Given exercise: Rewrite the data below, swapping every "screen reader" for "voice assistant" and leaving everything else unchanged.

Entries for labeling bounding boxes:
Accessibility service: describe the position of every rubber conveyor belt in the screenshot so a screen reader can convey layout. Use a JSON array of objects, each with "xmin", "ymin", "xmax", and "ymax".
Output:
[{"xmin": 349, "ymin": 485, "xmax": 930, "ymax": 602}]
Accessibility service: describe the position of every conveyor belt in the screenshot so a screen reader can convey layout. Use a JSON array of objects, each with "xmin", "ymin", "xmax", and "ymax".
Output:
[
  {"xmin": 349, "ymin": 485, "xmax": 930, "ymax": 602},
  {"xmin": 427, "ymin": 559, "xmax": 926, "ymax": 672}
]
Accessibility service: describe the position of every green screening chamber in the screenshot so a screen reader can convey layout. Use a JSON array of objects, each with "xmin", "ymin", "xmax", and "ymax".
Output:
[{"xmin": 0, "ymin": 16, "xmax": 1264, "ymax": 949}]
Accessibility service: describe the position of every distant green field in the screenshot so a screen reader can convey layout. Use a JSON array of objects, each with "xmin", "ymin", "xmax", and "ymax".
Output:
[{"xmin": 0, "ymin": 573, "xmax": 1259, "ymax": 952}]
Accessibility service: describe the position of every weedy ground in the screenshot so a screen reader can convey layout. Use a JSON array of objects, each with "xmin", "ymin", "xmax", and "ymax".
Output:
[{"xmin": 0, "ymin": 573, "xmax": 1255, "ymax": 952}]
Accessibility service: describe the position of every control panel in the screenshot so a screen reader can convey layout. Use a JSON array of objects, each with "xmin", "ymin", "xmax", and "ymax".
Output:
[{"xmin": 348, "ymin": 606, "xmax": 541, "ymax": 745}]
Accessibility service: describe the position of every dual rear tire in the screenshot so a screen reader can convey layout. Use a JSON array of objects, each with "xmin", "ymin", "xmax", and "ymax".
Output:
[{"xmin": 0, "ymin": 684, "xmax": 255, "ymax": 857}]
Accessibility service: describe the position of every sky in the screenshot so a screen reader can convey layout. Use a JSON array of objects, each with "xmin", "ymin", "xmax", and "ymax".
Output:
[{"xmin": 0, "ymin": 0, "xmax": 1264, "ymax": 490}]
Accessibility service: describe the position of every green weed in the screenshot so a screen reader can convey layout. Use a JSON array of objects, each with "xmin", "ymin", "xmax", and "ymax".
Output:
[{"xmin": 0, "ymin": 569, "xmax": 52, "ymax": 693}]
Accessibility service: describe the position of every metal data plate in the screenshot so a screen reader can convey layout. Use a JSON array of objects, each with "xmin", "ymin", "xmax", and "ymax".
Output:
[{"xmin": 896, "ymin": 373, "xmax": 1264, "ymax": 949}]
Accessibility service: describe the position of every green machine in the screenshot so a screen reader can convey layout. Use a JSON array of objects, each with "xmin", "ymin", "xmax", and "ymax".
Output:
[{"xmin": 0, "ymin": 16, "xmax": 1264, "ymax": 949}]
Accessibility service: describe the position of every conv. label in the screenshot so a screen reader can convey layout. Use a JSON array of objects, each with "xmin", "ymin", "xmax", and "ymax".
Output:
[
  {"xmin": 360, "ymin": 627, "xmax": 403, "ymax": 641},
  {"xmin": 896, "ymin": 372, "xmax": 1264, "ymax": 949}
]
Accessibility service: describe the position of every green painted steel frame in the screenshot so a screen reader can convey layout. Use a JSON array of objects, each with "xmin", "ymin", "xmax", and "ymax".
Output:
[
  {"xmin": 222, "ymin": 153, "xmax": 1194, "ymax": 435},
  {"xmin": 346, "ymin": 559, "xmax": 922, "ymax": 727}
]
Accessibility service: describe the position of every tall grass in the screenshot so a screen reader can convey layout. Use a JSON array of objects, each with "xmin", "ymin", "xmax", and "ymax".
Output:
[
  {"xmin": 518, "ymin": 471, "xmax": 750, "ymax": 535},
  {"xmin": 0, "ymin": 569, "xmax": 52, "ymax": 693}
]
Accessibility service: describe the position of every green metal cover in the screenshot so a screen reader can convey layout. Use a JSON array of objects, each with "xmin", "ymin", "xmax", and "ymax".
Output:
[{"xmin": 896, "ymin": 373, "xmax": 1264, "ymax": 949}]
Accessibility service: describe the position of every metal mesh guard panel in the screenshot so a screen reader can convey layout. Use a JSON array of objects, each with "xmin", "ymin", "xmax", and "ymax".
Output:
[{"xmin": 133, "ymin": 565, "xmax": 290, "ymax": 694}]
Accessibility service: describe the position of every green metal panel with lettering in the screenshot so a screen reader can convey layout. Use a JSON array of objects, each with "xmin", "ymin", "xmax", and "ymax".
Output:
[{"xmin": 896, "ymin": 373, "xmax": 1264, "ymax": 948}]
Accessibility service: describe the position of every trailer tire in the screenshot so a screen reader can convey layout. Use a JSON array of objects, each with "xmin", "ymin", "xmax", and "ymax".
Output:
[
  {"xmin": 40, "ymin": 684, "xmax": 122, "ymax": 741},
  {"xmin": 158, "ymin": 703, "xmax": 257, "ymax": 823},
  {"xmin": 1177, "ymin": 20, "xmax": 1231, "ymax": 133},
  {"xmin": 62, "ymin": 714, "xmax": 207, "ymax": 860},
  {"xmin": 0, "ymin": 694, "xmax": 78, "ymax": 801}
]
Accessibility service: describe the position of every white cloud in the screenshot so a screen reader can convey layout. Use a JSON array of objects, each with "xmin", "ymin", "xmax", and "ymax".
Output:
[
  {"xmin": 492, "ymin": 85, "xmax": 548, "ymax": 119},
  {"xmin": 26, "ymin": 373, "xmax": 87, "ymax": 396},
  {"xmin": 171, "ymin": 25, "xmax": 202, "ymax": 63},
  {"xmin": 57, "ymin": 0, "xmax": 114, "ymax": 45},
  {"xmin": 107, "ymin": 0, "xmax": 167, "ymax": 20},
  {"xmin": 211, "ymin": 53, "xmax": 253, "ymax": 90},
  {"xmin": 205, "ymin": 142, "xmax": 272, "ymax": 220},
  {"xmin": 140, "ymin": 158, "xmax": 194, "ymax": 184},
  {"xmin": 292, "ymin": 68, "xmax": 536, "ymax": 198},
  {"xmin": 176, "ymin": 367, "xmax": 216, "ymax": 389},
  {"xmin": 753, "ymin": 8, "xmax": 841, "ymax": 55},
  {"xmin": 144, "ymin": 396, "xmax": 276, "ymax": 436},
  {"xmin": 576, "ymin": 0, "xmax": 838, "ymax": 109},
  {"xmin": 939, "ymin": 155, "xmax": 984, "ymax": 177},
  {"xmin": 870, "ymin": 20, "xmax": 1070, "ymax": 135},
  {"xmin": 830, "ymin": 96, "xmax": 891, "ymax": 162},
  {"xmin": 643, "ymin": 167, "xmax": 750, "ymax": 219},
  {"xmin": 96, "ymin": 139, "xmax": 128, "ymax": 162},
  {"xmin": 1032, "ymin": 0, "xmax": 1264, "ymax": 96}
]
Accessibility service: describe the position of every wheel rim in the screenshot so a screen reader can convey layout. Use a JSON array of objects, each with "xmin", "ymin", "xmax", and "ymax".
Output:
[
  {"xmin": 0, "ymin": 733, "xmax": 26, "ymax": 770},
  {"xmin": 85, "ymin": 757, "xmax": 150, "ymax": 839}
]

Right answer:
Accessibility service: describe the position of every rubber conveyor belt in the screenshot so a voice assistant can convey layout. Use a JSON array of objects, each with "xmin", "ymin", "xmax", and "ymax".
Output:
[{"xmin": 349, "ymin": 485, "xmax": 930, "ymax": 602}]
Accessibility service: describe the position of every conveyor belt in the screenshot so a voice assistant can convey layout. Use a JSON array of objects, each with "xmin", "ymin", "xmax", and "ymax".
Output:
[
  {"xmin": 349, "ymin": 485, "xmax": 930, "ymax": 602},
  {"xmin": 427, "ymin": 559, "xmax": 926, "ymax": 672}
]
Accessibility service: describe the position of every green screening chamber in the screenshot so a voice assistant can convey layout. Use a JSON array of objects, each with "xmin", "ymin", "xmax", and "ymax".
Output:
[{"xmin": 0, "ymin": 16, "xmax": 1264, "ymax": 949}]
Accessibility service: describe the position of every distant green field in the screenshot so a voice assistant can convey layout. Use a JSON array of objects, each with "xmin", "ymin", "xmax", and "ymax".
Output:
[{"xmin": 0, "ymin": 573, "xmax": 1259, "ymax": 952}]
Accessibility service: describe the position of every weedy ground in the screenshot so a voice assistant can convey layout. Use a JSON array of objects, each with "xmin", "ymin", "xmax", and "ymax".
Output:
[{"xmin": 0, "ymin": 573, "xmax": 1255, "ymax": 952}]
Accessibility service: describe the position of every control panel in the screenshot so a voice assistant can convey layout. Use a JSON array of objects, each with "xmin", "ymin", "xmax", and "ymax".
Output:
[{"xmin": 348, "ymin": 606, "xmax": 541, "ymax": 745}]
Accessibility service: describe the position of every dual rear tire in the screenshot so a voice assistant can convey layout. Use a JSON array of objects, each with "xmin", "ymin", "xmax", and "ymax".
Output:
[{"xmin": 0, "ymin": 684, "xmax": 255, "ymax": 857}]
Accessibility service: describe the position of every sky in the screenshot so a voice assistant can convey layout. Use a JSON array of objects, each with "xmin", "ymin", "xmax", and "ymax".
Output:
[{"xmin": 0, "ymin": 0, "xmax": 1264, "ymax": 490}]
Accessibility service: describe the position of every green weed in the screenshot so a voice assistant can convey layout. Use a JSON array of objects, each with "xmin", "ymin", "xmax", and "ymax".
Output:
[{"xmin": 0, "ymin": 569, "xmax": 52, "ymax": 693}]
Accessibility service: describe the position of every metal data plate in the screenshot so a voice assistant can convey layout. Use a JSON array of objects, each with "xmin", "ymin", "xmax", and "ymax".
Output:
[{"xmin": 896, "ymin": 373, "xmax": 1264, "ymax": 949}]
Accessibility service: describe the position of every green machine in the screenshot so a voice assistant can convey layout. Use a JSON array of objects, each with "xmin", "ymin", "xmax", and "ymax".
Output:
[{"xmin": 0, "ymin": 16, "xmax": 1264, "ymax": 949}]
Accessibility service: describe the position of every conv. label in the screenshot so a voice assistant can convey layout. Use a JSON array of objects, each with "xmin", "ymin", "xmax", and "ymax".
Output:
[
  {"xmin": 360, "ymin": 627, "xmax": 403, "ymax": 641},
  {"xmin": 896, "ymin": 372, "xmax": 1264, "ymax": 949}
]
Accessibility service: describe the position of every green painted steel frame in the screenshot so a voice assistant can convey layout. Use a JSON array of objects, each with "xmin", "ymin", "xmax", and "ymax".
Output:
[
  {"xmin": 222, "ymin": 153, "xmax": 1194, "ymax": 435},
  {"xmin": 346, "ymin": 559, "xmax": 922, "ymax": 727}
]
Accessibility service: describe the position of every tall grass in the screenshot so a voice assistant can convey layout. Use a JSON array of objects, each with "xmin", "ymin", "xmax", and "ymax".
Output:
[
  {"xmin": 518, "ymin": 471, "xmax": 750, "ymax": 535},
  {"xmin": 0, "ymin": 569, "xmax": 52, "ymax": 693}
]
Accessibility service: describe the position of every green metal cover in the screenshot so a voice assistant can convey layout. Use a JSON array of objects, each with "xmin", "ymin", "xmax", and "ymax".
Output:
[{"xmin": 896, "ymin": 373, "xmax": 1264, "ymax": 949}]
Accessibility service: describe the position of every metal mesh guard panel in the screenshot so a voice assistant can convey layout. Use a JSON array of objects, each with "xmin", "ymin", "xmax", and "ymax".
Output:
[{"xmin": 133, "ymin": 565, "xmax": 290, "ymax": 694}]
Accessibility service: describe the position of every green metal panel with lettering in the screenshot so a voice assistant can convey layout. Use a JSON array of objects, each with "xmin", "ymin", "xmax", and "ymax".
Output:
[{"xmin": 896, "ymin": 373, "xmax": 1264, "ymax": 948}]
Accessibility service: describe the position of every trailer tire in the screenshot so a voice assistant can convey layout. Use a JSON array of objects, each with "xmin", "ymin", "xmax", and "ymax".
Output:
[
  {"xmin": 40, "ymin": 684, "xmax": 122, "ymax": 741},
  {"xmin": 158, "ymin": 703, "xmax": 257, "ymax": 823},
  {"xmin": 1177, "ymin": 20, "xmax": 1231, "ymax": 133},
  {"xmin": 62, "ymin": 714, "xmax": 207, "ymax": 860},
  {"xmin": 0, "ymin": 694, "xmax": 78, "ymax": 801}
]
Accessibility service: describe the position of every white cloud in the screenshot so a voice assistant can convey layout. Use a JSON array of objects, each with "xmin", "ymin", "xmax", and "ymax".
Output:
[
  {"xmin": 492, "ymin": 85, "xmax": 548, "ymax": 119},
  {"xmin": 26, "ymin": 373, "xmax": 87, "ymax": 396},
  {"xmin": 171, "ymin": 25, "xmax": 202, "ymax": 63},
  {"xmin": 57, "ymin": 0, "xmax": 114, "ymax": 45},
  {"xmin": 107, "ymin": 0, "xmax": 167, "ymax": 20},
  {"xmin": 211, "ymin": 53, "xmax": 253, "ymax": 90},
  {"xmin": 205, "ymin": 142, "xmax": 272, "ymax": 220},
  {"xmin": 140, "ymin": 158, "xmax": 194, "ymax": 184},
  {"xmin": 292, "ymin": 68, "xmax": 536, "ymax": 198},
  {"xmin": 176, "ymin": 367, "xmax": 216, "ymax": 389},
  {"xmin": 753, "ymin": 8, "xmax": 841, "ymax": 55},
  {"xmin": 144, "ymin": 396, "xmax": 276, "ymax": 436},
  {"xmin": 576, "ymin": 0, "xmax": 838, "ymax": 109},
  {"xmin": 939, "ymin": 155, "xmax": 984, "ymax": 177},
  {"xmin": 870, "ymin": 20, "xmax": 1070, "ymax": 135},
  {"xmin": 830, "ymin": 96, "xmax": 891, "ymax": 162},
  {"xmin": 643, "ymin": 167, "xmax": 750, "ymax": 219},
  {"xmin": 96, "ymin": 139, "xmax": 128, "ymax": 162},
  {"xmin": 1032, "ymin": 0, "xmax": 1264, "ymax": 96}
]
Accessibility service: describe the position of every wheel rim in the screenshot so a voice assistant can convey layout. Use a JSON array of objects, each with "xmin", "ymin", "xmax", and "ymax".
Output:
[
  {"xmin": 0, "ymin": 733, "xmax": 26, "ymax": 770},
  {"xmin": 85, "ymin": 757, "xmax": 150, "ymax": 839}
]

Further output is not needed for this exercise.